:: ASSIGNMENT ::
Each line with the word "seashell" must appear in the answer, copied from the records.
BEGIN DATASET EXCERPTS
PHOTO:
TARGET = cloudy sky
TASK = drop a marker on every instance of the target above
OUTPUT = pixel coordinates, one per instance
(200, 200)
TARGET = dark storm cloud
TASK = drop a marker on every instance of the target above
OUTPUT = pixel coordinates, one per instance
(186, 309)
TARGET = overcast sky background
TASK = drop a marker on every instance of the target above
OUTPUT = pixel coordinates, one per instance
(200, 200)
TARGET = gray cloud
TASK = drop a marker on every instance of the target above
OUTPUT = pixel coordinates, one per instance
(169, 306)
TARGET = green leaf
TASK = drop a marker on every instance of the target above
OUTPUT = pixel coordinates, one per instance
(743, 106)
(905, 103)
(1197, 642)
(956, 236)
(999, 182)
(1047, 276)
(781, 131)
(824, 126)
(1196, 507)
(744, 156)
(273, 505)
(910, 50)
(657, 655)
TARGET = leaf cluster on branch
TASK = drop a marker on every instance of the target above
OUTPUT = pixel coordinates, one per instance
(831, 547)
END DATASET EXCERPTS
BEGIN DATASET EXCERPTS
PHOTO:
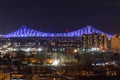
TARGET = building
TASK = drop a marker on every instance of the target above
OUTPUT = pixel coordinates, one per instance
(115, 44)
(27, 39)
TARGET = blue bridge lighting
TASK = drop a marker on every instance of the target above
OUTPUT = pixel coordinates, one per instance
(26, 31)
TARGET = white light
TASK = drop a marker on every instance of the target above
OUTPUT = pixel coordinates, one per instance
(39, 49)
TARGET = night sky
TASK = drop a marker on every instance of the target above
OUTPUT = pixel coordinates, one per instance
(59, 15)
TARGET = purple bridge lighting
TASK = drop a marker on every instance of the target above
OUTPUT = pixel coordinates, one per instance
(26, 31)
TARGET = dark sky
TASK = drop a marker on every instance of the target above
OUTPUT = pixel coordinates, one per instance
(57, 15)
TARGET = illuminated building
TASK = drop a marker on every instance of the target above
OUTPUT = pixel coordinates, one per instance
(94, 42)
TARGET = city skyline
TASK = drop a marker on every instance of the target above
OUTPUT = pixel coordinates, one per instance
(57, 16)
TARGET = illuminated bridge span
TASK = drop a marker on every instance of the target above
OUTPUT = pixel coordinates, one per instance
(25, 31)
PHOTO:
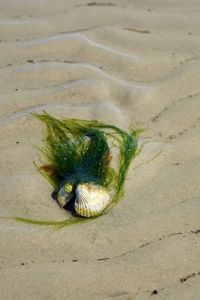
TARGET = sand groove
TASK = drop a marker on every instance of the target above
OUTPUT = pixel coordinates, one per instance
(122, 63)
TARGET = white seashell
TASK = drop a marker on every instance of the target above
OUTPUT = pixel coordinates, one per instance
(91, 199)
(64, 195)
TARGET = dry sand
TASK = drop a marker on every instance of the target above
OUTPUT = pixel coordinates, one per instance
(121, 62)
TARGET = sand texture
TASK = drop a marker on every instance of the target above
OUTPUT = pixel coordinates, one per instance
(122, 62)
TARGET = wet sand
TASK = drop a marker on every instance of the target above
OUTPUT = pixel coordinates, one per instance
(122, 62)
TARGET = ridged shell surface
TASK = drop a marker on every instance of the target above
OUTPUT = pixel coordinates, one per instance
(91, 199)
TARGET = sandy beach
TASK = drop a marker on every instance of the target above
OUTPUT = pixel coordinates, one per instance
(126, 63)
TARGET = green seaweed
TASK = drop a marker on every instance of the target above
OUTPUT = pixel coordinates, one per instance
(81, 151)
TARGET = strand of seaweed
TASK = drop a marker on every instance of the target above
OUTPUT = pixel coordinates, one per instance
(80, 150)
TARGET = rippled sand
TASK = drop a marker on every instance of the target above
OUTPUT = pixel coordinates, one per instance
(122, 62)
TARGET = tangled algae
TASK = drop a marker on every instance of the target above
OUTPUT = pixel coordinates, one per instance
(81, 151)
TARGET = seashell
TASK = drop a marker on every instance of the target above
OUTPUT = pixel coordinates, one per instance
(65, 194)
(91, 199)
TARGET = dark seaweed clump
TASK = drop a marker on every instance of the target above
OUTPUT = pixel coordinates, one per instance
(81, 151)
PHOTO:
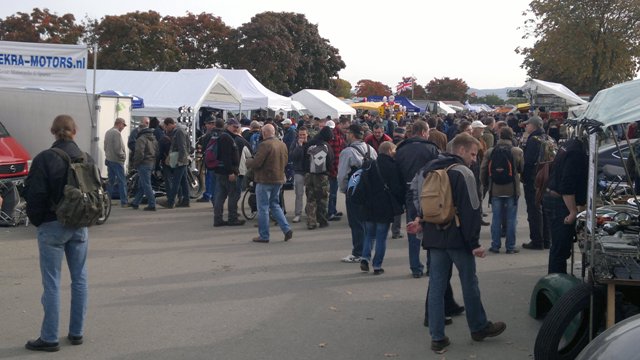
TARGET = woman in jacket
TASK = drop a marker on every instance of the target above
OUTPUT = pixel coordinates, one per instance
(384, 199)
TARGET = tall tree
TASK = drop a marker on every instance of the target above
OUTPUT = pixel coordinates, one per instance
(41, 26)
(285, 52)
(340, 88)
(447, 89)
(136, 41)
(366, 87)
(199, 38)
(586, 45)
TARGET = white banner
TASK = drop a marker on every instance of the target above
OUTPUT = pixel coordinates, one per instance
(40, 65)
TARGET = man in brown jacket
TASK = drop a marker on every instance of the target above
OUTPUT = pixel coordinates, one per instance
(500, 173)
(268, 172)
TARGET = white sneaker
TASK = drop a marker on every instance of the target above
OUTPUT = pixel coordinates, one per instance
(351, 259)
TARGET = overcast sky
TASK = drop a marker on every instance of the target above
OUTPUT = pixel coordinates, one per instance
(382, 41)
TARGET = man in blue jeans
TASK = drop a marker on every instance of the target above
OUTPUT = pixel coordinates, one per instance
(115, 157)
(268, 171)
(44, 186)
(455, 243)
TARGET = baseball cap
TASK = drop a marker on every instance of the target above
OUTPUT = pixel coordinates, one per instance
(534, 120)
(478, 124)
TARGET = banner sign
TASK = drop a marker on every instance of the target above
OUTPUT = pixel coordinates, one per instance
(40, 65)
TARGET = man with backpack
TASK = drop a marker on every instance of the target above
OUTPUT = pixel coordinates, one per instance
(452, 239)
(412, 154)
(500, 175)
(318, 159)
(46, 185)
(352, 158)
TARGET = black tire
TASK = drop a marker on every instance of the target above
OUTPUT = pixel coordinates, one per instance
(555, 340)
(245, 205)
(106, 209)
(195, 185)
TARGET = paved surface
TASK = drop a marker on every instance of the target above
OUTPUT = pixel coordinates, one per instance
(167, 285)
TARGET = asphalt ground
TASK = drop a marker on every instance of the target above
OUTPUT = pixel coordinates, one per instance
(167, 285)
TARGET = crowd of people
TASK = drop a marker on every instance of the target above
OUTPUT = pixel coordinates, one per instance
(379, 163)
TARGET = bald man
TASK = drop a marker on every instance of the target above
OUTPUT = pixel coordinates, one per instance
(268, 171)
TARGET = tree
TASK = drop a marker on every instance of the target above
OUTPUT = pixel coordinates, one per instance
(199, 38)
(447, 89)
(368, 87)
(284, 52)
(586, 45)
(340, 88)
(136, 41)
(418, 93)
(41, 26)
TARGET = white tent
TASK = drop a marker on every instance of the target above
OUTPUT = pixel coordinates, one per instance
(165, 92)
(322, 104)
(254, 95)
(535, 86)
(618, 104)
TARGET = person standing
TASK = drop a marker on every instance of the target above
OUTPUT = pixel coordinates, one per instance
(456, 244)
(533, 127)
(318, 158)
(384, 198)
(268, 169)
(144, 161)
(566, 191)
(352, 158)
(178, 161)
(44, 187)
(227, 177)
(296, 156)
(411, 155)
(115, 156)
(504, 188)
END DATASET EXCERPTS
BEGIN DATASET EXCERPTS
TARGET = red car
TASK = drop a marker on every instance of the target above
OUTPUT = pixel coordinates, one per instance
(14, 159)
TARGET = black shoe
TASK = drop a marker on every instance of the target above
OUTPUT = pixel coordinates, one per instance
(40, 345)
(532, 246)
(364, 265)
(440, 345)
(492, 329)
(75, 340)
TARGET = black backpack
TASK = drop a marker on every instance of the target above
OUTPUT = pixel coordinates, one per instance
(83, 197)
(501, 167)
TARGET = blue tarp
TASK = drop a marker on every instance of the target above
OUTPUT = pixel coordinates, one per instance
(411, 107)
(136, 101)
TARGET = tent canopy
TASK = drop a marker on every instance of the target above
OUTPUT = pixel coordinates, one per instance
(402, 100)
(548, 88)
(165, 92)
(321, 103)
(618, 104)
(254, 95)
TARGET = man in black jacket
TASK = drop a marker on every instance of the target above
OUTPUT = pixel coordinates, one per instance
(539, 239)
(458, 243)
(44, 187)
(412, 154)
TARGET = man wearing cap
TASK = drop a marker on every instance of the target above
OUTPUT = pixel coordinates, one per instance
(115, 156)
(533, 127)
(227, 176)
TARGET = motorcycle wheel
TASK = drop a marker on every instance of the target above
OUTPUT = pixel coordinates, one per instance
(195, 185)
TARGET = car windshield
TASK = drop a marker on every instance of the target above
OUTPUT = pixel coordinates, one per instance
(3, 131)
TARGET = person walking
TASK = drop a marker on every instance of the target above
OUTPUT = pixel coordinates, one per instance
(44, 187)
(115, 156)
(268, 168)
END DATASET EXCERPTS
:: YOUR SOLUTION ::
TARGET = white seashell
TARGET = seashell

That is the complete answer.